■ Given problem: Copy the thread about swapping R15 hard drives from "Cloned a drive" up to and including "viewing worked just fine.", replacing "drive" with "disk".

■ Quoted text:
◇ ◇ ◇ ◇
# Swapping R15 hard drives.



## carl6 (Nov 16, 2005)

More info on swapping hard drives in R15’s. I started discussing this in another thread, and that thread was closed. I did check to see if the following was "okay" to post with a moderator, and got the go ahead.

Cloned a drive from one R15 using Unix dd.

Cloned drive worked perfectly in original R15. All previously recorded content was there and could be watched (as expected).

Put original drive back in original R15. Worked fine (as expected).

Put cloned drive in second R15. 

-	Live tv viewing worked just fine.
-	Trick play (pause, rewind, etc.,) of live tv worked just fine.
-	VOD indicated all shows that were recorded on the other R15.
-	Could NOT play previously recorded content. Gave an access card expired error.
-	Once in VOD, could not “Back” or “Exit” out – still had the access card error.
BUT, could press guide and go back to live tv that way, and live tv worked just fine.
-	Can record new material, and it works just fine. Can play it, and exit from it back to live tv
-	Even after recording new material, still unable to watch previously recorded material.
-	Can delete previously recorded material (double dash).

So, it appears that a cloned R15 hard drive will work in another R15 with no problem EXCEPT you will not be able to watch any previously recorded material. You can record new, you can delete the old stuff, you just can’t watch something that was recorded on the other R15. Therefore, it is obvious that something is encoded within each recording that associates that recording with either an access card and/or a receiver.

Carl


----------



## qwerty (Feb 19, 2006)

Do you still have it setup like that? Can you try viewing the old recordings with the access card from the old unit?


----------



## Clint Lamor (Nov 15, 2005)

My suggestion would be not to talk about anything that can be even remotely considered hacking. Encryption is not assuredly considered in that area. So no more or this one gets a nice lock also.


----------



## qwerty (Feb 19, 2006)

Well, I'd still like to know if you moved both the drive and card to a new unit if you could access your old recordings. Not to hack, but to know if I could recover my recordings if the box died. Is that kind of discussion out of line?


----------



## Earl Bonovich (Nov 15, 2005)
◇ ◇ ◇ ◇
■ Records supplied:

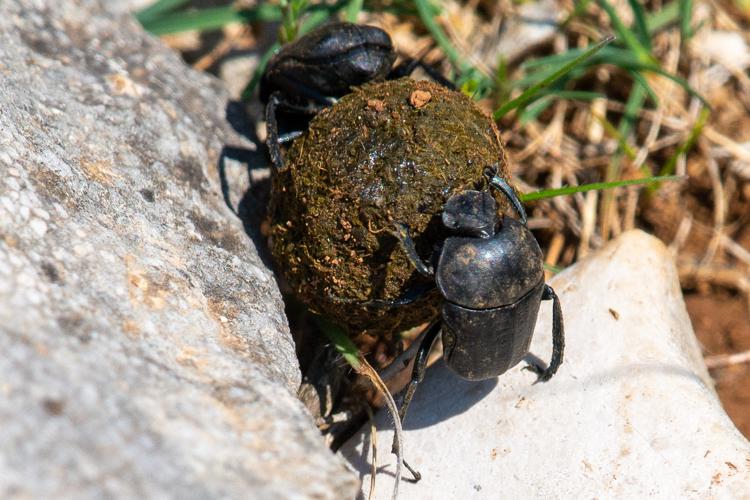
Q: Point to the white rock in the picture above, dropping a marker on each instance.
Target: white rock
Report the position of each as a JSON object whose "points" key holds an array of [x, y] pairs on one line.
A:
{"points": [[631, 413]]}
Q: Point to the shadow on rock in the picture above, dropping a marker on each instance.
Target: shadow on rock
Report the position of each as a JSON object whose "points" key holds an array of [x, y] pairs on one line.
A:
{"points": [[443, 395], [251, 184]]}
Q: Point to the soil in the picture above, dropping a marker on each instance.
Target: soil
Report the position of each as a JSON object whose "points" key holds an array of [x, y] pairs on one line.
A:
{"points": [[720, 322]]}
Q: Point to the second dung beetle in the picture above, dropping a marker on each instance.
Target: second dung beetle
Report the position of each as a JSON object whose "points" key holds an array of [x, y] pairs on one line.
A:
{"points": [[311, 73], [491, 276]]}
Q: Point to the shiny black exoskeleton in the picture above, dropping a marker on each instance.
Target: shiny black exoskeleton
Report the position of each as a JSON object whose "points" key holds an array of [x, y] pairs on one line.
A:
{"points": [[314, 71], [491, 275]]}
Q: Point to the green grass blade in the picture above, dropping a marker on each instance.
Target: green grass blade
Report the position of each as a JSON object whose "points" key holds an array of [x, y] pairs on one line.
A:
{"points": [[156, 9], [632, 111], [353, 8], [638, 77], [210, 19], [669, 166], [247, 92], [341, 342], [641, 29], [661, 19], [626, 34], [534, 109], [537, 107], [532, 92], [596, 186], [686, 13]]}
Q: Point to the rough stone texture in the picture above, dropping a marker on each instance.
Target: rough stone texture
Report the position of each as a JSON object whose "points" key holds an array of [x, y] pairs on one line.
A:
{"points": [[630, 414], [144, 348]]}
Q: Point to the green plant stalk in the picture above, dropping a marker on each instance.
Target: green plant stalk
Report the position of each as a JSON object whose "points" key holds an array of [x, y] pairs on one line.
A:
{"points": [[156, 9], [534, 91], [247, 92], [341, 342], [614, 170], [595, 186], [353, 8]]}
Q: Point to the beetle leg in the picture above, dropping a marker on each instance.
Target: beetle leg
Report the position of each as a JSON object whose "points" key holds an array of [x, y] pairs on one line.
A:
{"points": [[420, 365], [558, 340], [417, 375], [408, 65], [272, 131], [402, 233], [501, 185], [289, 136]]}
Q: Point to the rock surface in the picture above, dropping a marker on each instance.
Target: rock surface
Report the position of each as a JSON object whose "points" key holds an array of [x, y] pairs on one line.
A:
{"points": [[144, 348], [630, 414]]}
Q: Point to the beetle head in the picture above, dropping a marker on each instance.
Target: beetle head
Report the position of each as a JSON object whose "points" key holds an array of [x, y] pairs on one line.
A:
{"points": [[471, 213]]}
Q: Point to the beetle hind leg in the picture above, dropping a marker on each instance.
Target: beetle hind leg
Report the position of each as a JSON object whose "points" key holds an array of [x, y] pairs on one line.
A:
{"points": [[272, 131], [535, 364], [417, 375]]}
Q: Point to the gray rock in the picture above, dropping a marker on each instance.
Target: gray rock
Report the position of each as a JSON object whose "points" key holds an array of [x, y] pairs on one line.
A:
{"points": [[630, 414], [144, 348]]}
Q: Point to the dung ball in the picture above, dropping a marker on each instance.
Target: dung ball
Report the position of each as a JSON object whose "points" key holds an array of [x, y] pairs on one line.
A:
{"points": [[389, 152]]}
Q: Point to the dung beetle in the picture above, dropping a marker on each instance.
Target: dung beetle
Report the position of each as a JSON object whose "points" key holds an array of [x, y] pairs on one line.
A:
{"points": [[491, 276], [311, 73]]}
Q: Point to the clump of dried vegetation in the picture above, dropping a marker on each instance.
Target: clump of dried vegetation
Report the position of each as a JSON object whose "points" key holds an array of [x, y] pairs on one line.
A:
{"points": [[670, 96]]}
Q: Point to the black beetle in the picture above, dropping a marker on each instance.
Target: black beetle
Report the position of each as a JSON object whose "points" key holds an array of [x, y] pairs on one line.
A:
{"points": [[314, 71], [491, 275]]}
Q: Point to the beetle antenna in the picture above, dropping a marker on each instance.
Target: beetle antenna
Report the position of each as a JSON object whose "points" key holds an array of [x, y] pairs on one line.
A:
{"points": [[502, 185]]}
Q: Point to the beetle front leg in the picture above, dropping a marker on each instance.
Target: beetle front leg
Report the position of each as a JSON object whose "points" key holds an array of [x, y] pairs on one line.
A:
{"points": [[408, 65], [404, 237], [558, 340]]}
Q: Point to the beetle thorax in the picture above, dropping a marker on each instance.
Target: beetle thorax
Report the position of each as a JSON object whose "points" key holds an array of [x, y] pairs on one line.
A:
{"points": [[485, 273]]}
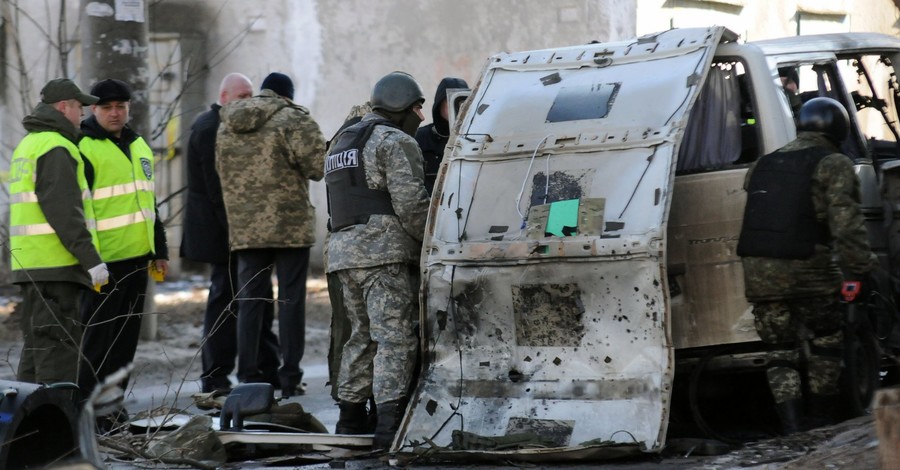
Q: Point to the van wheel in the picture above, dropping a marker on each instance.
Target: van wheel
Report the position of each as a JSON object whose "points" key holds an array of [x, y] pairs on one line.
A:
{"points": [[860, 378]]}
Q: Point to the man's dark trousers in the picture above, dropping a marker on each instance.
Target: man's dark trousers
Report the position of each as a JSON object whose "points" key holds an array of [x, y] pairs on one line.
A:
{"points": [[254, 272], [220, 332], [112, 322]]}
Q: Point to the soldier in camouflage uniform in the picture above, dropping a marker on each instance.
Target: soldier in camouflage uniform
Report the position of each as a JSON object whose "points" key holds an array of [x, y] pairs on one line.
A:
{"points": [[377, 206], [340, 324], [267, 148], [802, 210]]}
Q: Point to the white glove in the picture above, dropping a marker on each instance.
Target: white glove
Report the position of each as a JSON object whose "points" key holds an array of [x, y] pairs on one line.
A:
{"points": [[99, 275]]}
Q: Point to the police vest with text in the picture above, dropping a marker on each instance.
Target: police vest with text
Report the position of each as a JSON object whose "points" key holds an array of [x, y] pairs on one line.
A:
{"points": [[350, 200], [124, 199], [779, 218]]}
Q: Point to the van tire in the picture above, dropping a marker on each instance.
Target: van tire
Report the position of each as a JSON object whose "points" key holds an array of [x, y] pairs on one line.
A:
{"points": [[860, 378]]}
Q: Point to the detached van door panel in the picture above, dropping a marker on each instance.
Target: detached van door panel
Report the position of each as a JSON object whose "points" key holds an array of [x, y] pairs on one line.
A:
{"points": [[545, 306]]}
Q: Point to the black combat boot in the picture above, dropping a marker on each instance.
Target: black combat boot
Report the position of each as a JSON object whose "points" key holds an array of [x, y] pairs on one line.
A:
{"points": [[373, 417], [789, 414], [822, 410], [389, 416], [353, 419]]}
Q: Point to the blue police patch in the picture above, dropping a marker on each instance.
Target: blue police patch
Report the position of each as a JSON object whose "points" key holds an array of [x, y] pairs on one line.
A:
{"points": [[148, 169]]}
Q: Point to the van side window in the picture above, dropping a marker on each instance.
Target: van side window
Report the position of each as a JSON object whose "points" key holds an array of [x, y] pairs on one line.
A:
{"points": [[713, 137], [875, 94], [830, 80]]}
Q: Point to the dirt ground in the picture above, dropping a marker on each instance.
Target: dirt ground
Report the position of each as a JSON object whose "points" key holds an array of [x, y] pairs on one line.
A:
{"points": [[173, 358], [174, 355]]}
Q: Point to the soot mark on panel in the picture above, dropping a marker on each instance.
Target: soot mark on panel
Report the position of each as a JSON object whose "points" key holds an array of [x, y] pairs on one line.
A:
{"points": [[557, 431], [563, 186], [548, 315], [468, 304]]}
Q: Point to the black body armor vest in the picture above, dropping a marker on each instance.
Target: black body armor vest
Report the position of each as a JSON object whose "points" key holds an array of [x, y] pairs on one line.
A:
{"points": [[779, 218], [350, 201]]}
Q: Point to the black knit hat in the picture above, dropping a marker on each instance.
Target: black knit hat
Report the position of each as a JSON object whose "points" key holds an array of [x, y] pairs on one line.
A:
{"points": [[111, 90], [280, 83]]}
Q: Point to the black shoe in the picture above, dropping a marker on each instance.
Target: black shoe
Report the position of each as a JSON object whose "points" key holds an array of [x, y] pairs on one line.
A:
{"points": [[299, 389], [354, 418], [389, 416], [789, 414], [216, 385]]}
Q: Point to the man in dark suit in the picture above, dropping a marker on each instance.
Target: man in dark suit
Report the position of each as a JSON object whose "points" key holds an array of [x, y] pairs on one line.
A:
{"points": [[206, 240]]}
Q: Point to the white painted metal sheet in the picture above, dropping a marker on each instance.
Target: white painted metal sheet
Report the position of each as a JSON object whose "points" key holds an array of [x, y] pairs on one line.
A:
{"points": [[561, 335]]}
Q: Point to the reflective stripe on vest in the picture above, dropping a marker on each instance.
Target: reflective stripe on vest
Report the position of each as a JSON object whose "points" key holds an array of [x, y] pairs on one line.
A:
{"points": [[33, 242], [124, 199]]}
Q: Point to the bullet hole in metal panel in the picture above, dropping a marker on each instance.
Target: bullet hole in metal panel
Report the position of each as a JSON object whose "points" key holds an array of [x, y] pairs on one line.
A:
{"points": [[551, 79], [442, 319], [499, 229]]}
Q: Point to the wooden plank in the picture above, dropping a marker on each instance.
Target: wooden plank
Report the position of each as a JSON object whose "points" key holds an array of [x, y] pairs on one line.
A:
{"points": [[887, 426], [335, 440]]}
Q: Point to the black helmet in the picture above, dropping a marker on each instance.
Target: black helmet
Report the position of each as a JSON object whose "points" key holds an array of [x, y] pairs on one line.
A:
{"points": [[825, 115], [396, 92]]}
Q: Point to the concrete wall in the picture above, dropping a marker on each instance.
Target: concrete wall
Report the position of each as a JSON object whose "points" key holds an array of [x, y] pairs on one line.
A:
{"points": [[755, 20], [335, 51]]}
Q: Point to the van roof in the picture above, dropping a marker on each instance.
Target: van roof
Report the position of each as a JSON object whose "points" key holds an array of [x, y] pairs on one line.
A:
{"points": [[837, 43]]}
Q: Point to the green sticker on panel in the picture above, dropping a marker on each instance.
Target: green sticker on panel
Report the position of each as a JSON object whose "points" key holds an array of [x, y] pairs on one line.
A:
{"points": [[563, 218]]}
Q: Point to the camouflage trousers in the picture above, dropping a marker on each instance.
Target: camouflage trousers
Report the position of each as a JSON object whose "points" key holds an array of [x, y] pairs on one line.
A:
{"points": [[52, 330], [793, 323], [381, 306]]}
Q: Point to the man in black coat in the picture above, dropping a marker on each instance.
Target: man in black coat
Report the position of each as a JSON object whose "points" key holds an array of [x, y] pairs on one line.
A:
{"points": [[206, 240], [433, 138]]}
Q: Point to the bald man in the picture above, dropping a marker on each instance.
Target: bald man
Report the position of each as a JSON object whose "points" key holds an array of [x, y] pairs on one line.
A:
{"points": [[206, 240]]}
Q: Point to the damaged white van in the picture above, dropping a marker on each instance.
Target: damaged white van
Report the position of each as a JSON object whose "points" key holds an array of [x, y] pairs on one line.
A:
{"points": [[581, 240]]}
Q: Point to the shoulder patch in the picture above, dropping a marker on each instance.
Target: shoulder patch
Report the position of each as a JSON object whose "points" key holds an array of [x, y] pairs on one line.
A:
{"points": [[148, 169]]}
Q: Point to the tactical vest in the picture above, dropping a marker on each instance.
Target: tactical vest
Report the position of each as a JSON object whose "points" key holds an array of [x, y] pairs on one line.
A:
{"points": [[779, 218], [350, 200], [124, 201], [33, 242]]}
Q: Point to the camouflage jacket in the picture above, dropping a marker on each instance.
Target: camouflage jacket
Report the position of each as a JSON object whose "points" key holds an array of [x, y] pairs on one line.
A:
{"points": [[836, 201], [393, 163], [267, 148]]}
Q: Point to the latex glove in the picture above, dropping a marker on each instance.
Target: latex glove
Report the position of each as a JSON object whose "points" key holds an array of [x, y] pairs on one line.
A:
{"points": [[158, 269], [99, 276], [858, 290]]}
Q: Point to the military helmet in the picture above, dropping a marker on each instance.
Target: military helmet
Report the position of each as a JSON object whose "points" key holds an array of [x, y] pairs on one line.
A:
{"points": [[825, 115], [396, 92]]}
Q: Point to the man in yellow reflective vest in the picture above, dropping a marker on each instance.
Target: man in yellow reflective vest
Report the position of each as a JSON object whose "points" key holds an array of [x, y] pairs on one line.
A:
{"points": [[51, 234], [119, 171]]}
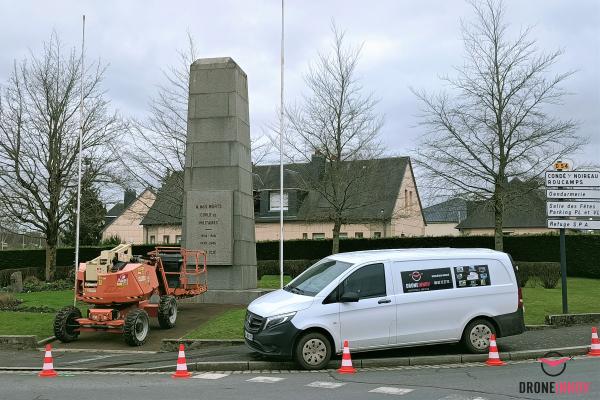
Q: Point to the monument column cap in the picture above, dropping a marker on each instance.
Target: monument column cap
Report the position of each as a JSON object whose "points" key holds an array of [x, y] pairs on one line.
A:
{"points": [[216, 62]]}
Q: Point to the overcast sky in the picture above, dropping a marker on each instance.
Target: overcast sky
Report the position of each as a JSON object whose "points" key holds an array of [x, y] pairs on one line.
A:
{"points": [[406, 43]]}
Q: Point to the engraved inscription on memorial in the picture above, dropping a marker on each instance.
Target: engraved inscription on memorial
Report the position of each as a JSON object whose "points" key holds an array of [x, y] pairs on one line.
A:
{"points": [[209, 216]]}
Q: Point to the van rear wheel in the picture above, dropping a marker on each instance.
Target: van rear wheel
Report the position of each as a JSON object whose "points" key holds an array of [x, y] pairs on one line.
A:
{"points": [[476, 336], [313, 351]]}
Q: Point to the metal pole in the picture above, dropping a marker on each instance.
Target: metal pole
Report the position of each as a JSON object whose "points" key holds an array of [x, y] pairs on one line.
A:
{"points": [[281, 155], [563, 270], [79, 166]]}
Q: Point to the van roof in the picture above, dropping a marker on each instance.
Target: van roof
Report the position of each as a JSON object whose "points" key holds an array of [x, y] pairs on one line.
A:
{"points": [[414, 254]]}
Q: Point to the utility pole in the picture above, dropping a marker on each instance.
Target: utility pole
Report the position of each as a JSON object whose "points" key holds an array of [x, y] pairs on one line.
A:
{"points": [[79, 164], [281, 121]]}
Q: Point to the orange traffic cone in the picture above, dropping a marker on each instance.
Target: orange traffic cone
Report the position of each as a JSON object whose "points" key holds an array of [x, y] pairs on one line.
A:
{"points": [[595, 348], [181, 371], [346, 367], [48, 367], [494, 358]]}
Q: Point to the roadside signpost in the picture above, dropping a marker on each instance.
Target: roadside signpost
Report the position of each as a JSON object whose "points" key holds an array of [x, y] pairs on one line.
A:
{"points": [[573, 203]]}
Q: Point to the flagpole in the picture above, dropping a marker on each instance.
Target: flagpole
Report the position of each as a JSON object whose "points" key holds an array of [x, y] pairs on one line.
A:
{"points": [[78, 213], [281, 156]]}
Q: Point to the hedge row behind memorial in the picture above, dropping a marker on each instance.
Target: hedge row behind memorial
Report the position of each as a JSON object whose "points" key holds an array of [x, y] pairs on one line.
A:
{"points": [[583, 251]]}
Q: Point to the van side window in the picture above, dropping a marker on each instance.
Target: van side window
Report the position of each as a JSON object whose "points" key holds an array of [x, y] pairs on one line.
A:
{"points": [[367, 282]]}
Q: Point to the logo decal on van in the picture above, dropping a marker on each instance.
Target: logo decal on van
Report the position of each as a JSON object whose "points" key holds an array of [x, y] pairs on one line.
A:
{"points": [[472, 276], [427, 279]]}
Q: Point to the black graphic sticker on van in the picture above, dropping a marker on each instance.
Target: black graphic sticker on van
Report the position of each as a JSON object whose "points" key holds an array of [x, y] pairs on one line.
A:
{"points": [[472, 276], [426, 279]]}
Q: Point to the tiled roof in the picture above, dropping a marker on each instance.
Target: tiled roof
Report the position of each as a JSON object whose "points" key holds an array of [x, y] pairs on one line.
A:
{"points": [[384, 185]]}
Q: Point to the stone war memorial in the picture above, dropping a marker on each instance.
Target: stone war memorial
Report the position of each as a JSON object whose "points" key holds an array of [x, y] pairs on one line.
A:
{"points": [[218, 210]]}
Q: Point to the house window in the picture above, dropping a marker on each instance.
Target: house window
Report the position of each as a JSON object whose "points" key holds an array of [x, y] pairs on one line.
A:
{"points": [[274, 202], [256, 196]]}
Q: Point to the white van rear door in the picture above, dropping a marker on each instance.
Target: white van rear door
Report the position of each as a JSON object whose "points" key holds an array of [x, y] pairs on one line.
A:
{"points": [[427, 310], [370, 322]]}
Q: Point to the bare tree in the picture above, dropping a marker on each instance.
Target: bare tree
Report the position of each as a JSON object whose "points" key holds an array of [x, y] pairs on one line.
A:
{"points": [[337, 121], [496, 123], [39, 138]]}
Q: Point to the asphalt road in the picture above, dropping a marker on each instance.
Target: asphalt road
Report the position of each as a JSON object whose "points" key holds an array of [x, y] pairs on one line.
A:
{"points": [[99, 354], [411, 383]]}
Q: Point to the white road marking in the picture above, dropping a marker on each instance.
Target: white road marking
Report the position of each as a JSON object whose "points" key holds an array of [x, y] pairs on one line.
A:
{"points": [[210, 376], [265, 379], [326, 385], [87, 359], [391, 390]]}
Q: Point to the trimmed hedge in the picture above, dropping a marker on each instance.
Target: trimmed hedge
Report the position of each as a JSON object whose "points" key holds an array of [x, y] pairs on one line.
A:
{"points": [[292, 268], [546, 273], [583, 251]]}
◇ ◇ ◇ ◇
■ Exercise result:
Cloned a disk from one R15 using Unix dd.

Cloned disk worked perfectly in original R15. All previously recorded content was there and could be watched (as expected).

Put original disk back in original R15. Worked fine (as expected).

Put cloned disk in second R15. 

-	Live tv viewing worked just fine.